EXERCISE GOAL:
Please retype all of the records below word for word, leaving out any pictures.
(DATASET ENTRIES)
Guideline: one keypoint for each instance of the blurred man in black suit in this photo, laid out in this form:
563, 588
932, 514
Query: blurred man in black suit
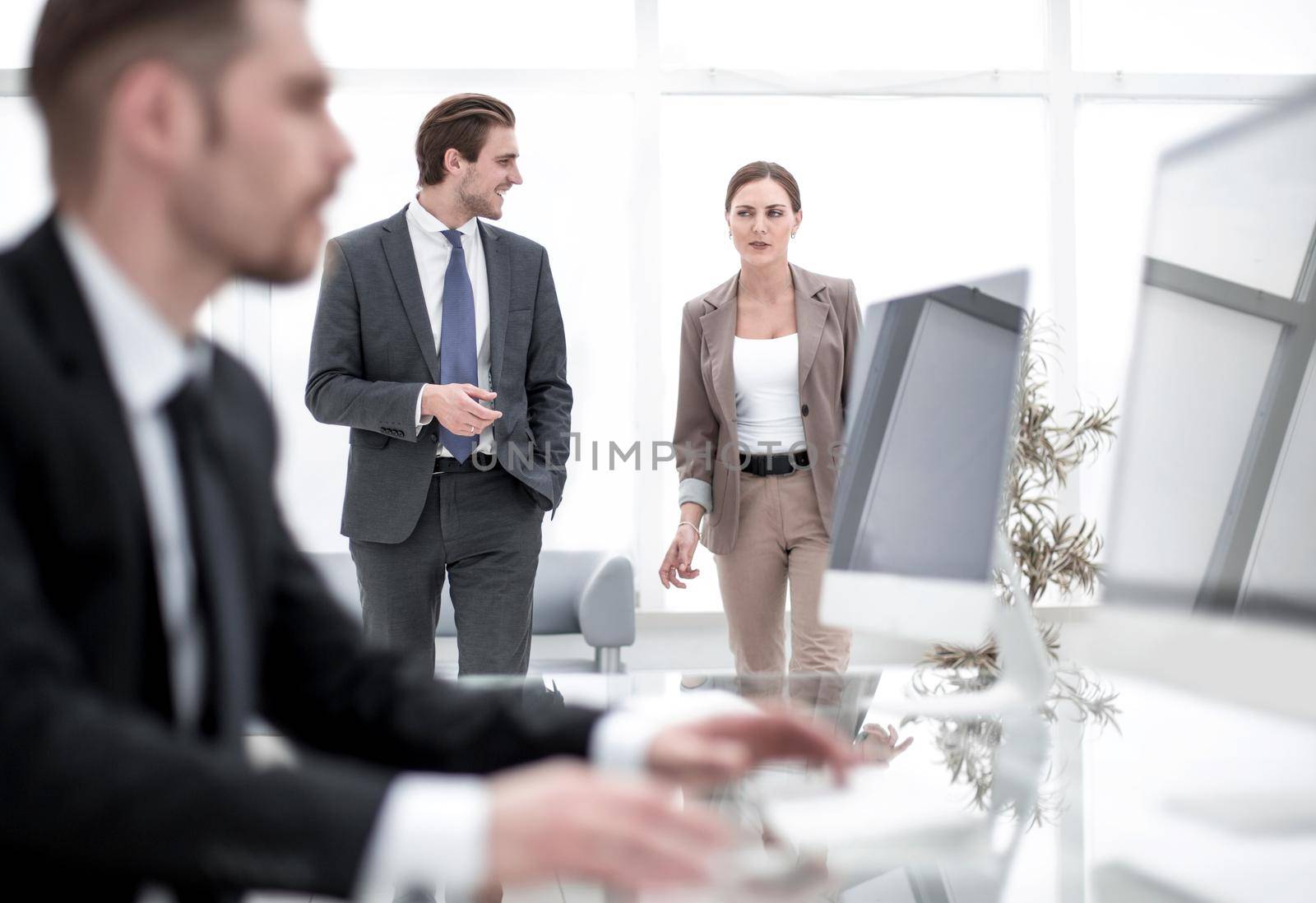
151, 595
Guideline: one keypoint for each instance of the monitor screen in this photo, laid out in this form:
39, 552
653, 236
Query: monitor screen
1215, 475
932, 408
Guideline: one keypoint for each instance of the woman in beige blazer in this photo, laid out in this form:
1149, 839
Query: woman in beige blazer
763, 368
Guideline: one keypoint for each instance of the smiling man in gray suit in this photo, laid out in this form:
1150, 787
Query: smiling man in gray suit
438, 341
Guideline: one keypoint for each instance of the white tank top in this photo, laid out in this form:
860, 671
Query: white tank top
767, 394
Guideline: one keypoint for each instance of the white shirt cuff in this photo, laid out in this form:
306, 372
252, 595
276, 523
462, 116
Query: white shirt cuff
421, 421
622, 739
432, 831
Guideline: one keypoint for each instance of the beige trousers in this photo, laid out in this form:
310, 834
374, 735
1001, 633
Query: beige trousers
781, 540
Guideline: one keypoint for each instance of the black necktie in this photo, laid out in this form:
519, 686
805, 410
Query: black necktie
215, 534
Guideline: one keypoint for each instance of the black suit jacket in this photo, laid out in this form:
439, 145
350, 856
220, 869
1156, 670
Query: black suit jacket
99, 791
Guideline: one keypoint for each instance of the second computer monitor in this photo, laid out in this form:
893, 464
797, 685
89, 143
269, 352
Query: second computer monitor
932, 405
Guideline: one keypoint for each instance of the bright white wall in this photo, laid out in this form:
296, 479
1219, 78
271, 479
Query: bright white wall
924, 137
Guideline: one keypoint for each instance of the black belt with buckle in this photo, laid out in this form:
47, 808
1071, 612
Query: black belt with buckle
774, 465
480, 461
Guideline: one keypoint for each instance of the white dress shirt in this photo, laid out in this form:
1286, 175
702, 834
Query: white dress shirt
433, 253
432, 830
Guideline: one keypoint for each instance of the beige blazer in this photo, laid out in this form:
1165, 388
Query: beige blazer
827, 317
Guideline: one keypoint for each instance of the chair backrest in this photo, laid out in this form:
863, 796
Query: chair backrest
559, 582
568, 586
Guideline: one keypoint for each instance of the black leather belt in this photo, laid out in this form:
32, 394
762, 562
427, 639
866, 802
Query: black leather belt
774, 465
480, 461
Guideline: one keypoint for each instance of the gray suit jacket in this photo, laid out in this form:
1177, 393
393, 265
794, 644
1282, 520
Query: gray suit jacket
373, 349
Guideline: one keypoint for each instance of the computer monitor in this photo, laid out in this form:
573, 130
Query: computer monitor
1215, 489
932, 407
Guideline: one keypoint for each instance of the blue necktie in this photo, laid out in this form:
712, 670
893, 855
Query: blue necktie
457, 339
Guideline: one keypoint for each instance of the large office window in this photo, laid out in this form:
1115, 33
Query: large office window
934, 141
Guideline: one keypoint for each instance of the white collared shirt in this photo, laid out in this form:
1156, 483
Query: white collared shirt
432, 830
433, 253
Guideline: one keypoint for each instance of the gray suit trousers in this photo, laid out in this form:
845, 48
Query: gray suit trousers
(End DATASET ENTRIES)
RESULT FOR THIS EXERCISE:
Guideline: one keypoint for each instance of the blurred man in black suit in this photo, laid out in this form:
563, 588
932, 514
Query: blurred man in black suit
151, 595
Guideline: one keypoint for each instance of the monitor screen in this photo, laid out in this form:
39, 552
653, 236
Query: monitor screen
1215, 475
932, 408
Guideline: one keypoint for each instance of the woman in beige blazer in this photo, laid out in this form:
1149, 839
Query: woman in beige blazer
763, 368
Guideline: one keypoint for each instance of the smiling man in gray suit in this photo, laid out in this form:
1150, 787
Query: smiling man in gray suit
438, 341
Guideline: one keypoint for each instance of the white tank top in this photo, laid out in this form:
860, 671
Query: white tank top
767, 394
Guideline: one keypoint for each instance of the white shirt cuff in this photo, laid out in this form:
306, 372
252, 595
276, 523
462, 116
Query: white shirt cuff
421, 421
622, 739
432, 831
Guideline: one keypoint for each instance of the beige trousers in this photo, laid out in this form:
310, 834
374, 735
1001, 633
Query: beige trousers
781, 540
Guideline: one keypoint for each instance of the black necktie in this photo, laid out in this form:
519, 686
805, 410
Query: black necktie
215, 534
Guideline: one keypoint for each instance of the black suit jacket in this photo, laid out in this form:
439, 145
350, 856
220, 869
1156, 670
Query: black suit jacket
99, 791
Guideline: one keypoint for each instance of the second computer monitor in this photo, laid out in this form:
893, 464
797, 685
89, 143
269, 352
Query: second computer monitor
932, 405
Guideline: one keypoint for each instance of the bright white wall in this photo, laid out in this form:
296, 479
1219, 78
271, 479
Query: bright white wall
924, 137
Guideline: one keypoint for each instance of the black belt with buckle in this photo, laid out in this form:
47, 808
1071, 612
Query: black belt with buckle
774, 465
480, 461
Guideline: one keypoint for each instance of the white dress shirt in this photo, laid out in this form:
1286, 175
702, 834
Query: white dress shirt
433, 253
432, 830
Guideline: one keypoint for each instance of the beige blazer in this photo, laid out in this form:
1165, 388
Query: beige blazer
827, 317
Guideline: one keypoint for each instance of the chair backrest in this photo, laid out in this form:
863, 796
Query: chair backrest
559, 582
568, 586
Guideline: one keypoint for each instance of the black leather belt in this photo, laid out in this form:
32, 394
762, 562
427, 639
866, 802
Query: black leather belt
774, 465
480, 461
Guideline: one keypoint for each instance of the gray suit jacket in this photo, laid out in this form:
1177, 393
393, 265
794, 644
1282, 520
Query: gray suit jacket
373, 349
Guideline: one keypoint for each instance of the computer monitor in this photo, laid out in this form:
573, 130
Query: computer monitor
1215, 489
932, 407
Guideline: one keypoint for each instance of the blue necktie in this photo, laid out in this form:
712, 670
893, 855
Query: blue necktie
457, 339
Guideline: one keypoint for each instance of the large office window in this photo, laid out in this form:
1115, 33
Query: large office window
934, 141
Guideline: one keypoint for each instance of the white collared shirt in this photo, laid out in this form:
1156, 483
Query: white collared shirt
432, 830
433, 253
Guideline: one keypoint for each instance of the gray suit trousers in this photo, laid out in this form:
845, 48
Query: gray suit trousers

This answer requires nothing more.